**Stated problem 1**
Gather every line in the entries below that contains the word "wrangler".

**Selected excerpt**

Spark: An Easy Way to Burn Through Big Data?

November 14, 2017

I read “What is Apache Spark? The Big Data Analytics Platform Explained.” Interesting approach. The publishing outfit IDC seized upon the idea that the Wikipedia entry for Spark was not making the open source project easy enough to understand. I know that Wikipedia is chock full of craziness, but the Spark write up in the free encyclopedia struck me as reasonably good as far as Wikipedia content goes. There are code samples, links, and statements which balance the wonderfulness of open source with the grim realities of fiddling with the goodies the community provides. If I were a college professor (which I most certainly am not!), I would caution my students about applying the tenants of recycling to their class assignments. Apparently the old fashioned ideas I have are irrelevant.

Let’s look at three points from the IDC “explainer” that I found intriguing:

Apache Spark is the leading platform for large-scale SQL, batch processing, stream processing, and machine learning

The statement seems to be factual. I would ask, from my shack in rural Kentucky, what is the source of data backing up this claim. I hate to rain on everyone’s parade, but I was under the impression that the numero uno tool for wrestling with data was Excel. There are some software solutions which are popular among the crunching crowd; for example, the much loved SAS and SPSS systems. And there are others. Many others.

A second interesting statement warranted a blue circle on my printed copy of the article:

The second advantage is the developer-friendly Spark API. As important as Spark’s speed-up is, one could argue that the friendliness of the Spark API is even more important.

**Data provided**
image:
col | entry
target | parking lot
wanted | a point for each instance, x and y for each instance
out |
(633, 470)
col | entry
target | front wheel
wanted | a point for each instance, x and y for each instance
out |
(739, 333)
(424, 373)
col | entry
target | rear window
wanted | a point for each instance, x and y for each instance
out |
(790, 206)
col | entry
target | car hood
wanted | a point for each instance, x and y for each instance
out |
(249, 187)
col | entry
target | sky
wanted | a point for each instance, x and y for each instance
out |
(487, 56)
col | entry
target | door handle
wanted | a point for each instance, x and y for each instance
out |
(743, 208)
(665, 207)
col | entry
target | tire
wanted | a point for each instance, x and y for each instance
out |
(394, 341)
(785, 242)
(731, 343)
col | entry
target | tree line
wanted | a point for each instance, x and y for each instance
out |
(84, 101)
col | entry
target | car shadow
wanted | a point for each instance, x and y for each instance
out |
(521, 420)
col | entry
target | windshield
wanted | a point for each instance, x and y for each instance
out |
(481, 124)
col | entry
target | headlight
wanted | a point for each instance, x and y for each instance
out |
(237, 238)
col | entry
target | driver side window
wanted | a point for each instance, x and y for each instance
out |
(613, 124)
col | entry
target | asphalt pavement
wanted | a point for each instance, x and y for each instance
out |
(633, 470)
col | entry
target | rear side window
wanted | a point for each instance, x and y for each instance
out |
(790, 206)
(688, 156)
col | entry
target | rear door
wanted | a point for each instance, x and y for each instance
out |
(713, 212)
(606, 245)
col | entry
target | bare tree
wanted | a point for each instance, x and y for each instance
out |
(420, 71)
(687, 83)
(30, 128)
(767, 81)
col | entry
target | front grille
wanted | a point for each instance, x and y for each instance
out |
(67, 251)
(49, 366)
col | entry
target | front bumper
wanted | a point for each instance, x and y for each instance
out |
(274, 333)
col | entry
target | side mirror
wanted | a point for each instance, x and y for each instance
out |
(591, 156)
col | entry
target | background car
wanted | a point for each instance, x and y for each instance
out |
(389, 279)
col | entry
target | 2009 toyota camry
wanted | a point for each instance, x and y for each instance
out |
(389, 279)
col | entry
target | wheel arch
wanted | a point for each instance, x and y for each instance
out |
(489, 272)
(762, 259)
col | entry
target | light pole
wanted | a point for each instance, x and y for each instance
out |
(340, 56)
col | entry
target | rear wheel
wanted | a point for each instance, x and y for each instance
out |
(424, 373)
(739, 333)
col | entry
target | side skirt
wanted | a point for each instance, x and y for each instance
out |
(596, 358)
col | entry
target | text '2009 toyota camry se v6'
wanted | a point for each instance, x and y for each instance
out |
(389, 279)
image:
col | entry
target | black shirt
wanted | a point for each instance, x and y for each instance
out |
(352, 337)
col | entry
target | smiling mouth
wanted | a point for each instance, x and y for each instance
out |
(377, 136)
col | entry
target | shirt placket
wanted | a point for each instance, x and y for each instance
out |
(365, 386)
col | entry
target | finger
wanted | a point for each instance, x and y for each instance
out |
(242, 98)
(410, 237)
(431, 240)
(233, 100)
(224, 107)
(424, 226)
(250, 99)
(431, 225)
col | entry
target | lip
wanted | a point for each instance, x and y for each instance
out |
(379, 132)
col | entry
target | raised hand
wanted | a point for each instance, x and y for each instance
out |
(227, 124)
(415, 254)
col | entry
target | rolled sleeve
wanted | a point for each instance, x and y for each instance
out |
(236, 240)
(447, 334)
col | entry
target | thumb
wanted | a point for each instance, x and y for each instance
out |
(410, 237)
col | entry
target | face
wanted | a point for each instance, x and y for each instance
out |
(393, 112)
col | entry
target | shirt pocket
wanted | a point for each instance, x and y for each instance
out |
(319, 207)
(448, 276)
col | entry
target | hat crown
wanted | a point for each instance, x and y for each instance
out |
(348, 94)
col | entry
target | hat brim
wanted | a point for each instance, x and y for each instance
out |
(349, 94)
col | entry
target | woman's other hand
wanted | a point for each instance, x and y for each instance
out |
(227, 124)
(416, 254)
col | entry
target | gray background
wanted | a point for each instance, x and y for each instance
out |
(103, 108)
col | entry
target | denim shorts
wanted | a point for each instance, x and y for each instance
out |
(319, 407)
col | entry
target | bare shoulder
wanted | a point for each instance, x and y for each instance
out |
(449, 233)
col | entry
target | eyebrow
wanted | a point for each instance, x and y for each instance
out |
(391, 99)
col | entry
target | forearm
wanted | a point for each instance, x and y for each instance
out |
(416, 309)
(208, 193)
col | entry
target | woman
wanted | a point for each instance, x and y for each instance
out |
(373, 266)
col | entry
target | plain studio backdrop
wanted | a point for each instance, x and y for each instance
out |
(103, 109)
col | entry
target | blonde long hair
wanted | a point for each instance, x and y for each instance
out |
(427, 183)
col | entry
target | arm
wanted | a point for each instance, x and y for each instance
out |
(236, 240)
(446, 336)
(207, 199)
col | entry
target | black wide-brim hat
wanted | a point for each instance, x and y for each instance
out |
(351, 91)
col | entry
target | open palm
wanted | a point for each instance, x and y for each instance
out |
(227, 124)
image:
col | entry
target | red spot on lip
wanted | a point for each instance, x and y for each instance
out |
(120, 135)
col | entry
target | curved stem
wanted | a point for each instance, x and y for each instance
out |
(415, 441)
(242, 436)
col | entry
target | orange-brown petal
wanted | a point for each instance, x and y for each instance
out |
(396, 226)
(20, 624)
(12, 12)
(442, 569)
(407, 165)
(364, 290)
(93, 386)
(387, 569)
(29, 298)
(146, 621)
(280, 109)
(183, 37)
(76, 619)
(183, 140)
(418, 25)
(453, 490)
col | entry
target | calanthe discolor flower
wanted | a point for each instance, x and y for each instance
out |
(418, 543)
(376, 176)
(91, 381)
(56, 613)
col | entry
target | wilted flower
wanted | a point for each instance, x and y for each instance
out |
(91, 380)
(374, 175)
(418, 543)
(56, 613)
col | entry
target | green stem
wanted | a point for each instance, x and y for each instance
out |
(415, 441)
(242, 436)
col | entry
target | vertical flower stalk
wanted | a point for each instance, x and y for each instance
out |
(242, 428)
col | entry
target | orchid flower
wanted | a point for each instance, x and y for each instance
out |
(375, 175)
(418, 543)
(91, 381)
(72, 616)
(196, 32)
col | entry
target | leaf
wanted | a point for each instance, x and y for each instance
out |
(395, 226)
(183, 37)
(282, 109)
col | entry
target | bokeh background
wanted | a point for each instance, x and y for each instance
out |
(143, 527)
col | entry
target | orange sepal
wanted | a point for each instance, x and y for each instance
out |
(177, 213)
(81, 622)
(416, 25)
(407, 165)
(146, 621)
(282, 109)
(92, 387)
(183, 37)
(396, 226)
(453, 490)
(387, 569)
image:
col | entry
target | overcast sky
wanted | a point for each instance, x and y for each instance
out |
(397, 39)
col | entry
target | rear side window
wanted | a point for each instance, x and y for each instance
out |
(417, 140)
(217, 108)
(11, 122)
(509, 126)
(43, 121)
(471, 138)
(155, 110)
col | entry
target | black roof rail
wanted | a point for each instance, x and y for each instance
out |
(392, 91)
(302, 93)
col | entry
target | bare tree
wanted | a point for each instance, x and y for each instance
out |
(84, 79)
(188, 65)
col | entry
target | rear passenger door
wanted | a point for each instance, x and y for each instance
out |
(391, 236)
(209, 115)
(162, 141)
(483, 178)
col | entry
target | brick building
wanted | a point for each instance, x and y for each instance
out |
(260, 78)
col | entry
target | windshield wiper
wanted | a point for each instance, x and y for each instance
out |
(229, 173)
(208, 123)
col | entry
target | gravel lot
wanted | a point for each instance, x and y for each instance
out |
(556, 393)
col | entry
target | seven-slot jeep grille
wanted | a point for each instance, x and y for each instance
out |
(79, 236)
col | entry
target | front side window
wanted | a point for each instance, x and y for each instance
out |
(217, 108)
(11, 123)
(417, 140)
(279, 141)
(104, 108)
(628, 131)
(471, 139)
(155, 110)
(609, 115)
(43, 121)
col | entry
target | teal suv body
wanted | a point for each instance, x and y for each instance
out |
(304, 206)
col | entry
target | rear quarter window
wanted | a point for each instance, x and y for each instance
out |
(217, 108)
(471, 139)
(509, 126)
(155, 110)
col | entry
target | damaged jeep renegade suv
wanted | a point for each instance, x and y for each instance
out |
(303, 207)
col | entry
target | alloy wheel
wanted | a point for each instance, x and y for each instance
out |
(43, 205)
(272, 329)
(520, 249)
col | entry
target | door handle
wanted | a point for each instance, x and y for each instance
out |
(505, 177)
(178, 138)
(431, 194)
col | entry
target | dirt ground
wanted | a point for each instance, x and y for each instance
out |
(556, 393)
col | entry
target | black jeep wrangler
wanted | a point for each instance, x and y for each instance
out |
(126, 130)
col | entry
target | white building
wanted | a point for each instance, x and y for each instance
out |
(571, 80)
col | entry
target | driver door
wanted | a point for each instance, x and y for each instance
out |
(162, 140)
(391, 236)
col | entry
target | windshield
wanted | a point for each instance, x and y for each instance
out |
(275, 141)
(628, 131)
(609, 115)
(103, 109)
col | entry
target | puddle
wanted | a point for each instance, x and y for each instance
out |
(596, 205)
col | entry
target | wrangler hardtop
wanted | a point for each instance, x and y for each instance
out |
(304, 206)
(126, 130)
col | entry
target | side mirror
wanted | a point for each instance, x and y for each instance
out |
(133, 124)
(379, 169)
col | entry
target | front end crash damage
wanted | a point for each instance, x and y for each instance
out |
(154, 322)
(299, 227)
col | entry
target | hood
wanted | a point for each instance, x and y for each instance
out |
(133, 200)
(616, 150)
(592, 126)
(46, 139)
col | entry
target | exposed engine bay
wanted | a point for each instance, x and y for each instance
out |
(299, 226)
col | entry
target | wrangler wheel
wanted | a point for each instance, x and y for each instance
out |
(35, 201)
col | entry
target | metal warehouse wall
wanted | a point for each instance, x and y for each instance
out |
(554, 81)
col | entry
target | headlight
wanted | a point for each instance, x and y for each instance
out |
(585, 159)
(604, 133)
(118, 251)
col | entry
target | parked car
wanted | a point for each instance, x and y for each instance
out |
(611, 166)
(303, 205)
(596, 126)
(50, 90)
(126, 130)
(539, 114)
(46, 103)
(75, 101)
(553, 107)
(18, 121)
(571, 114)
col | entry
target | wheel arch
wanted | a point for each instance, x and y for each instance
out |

**Stated problem 2**
Answer these questions from the Spark post above:
(a) What date does it carry?
(b) Which tool did the writer believe was the top tool for wrestling with data?
(c) What mark did the writer put on the printed copy beside the second interesting statement?

**Exercise output 1**
target | black jeep wrangler
target | wrangler hardtop
target | wrangler wheel

**Exercise output 2**
(a) November 14, 2017
(b) Excel
(c) A blue circle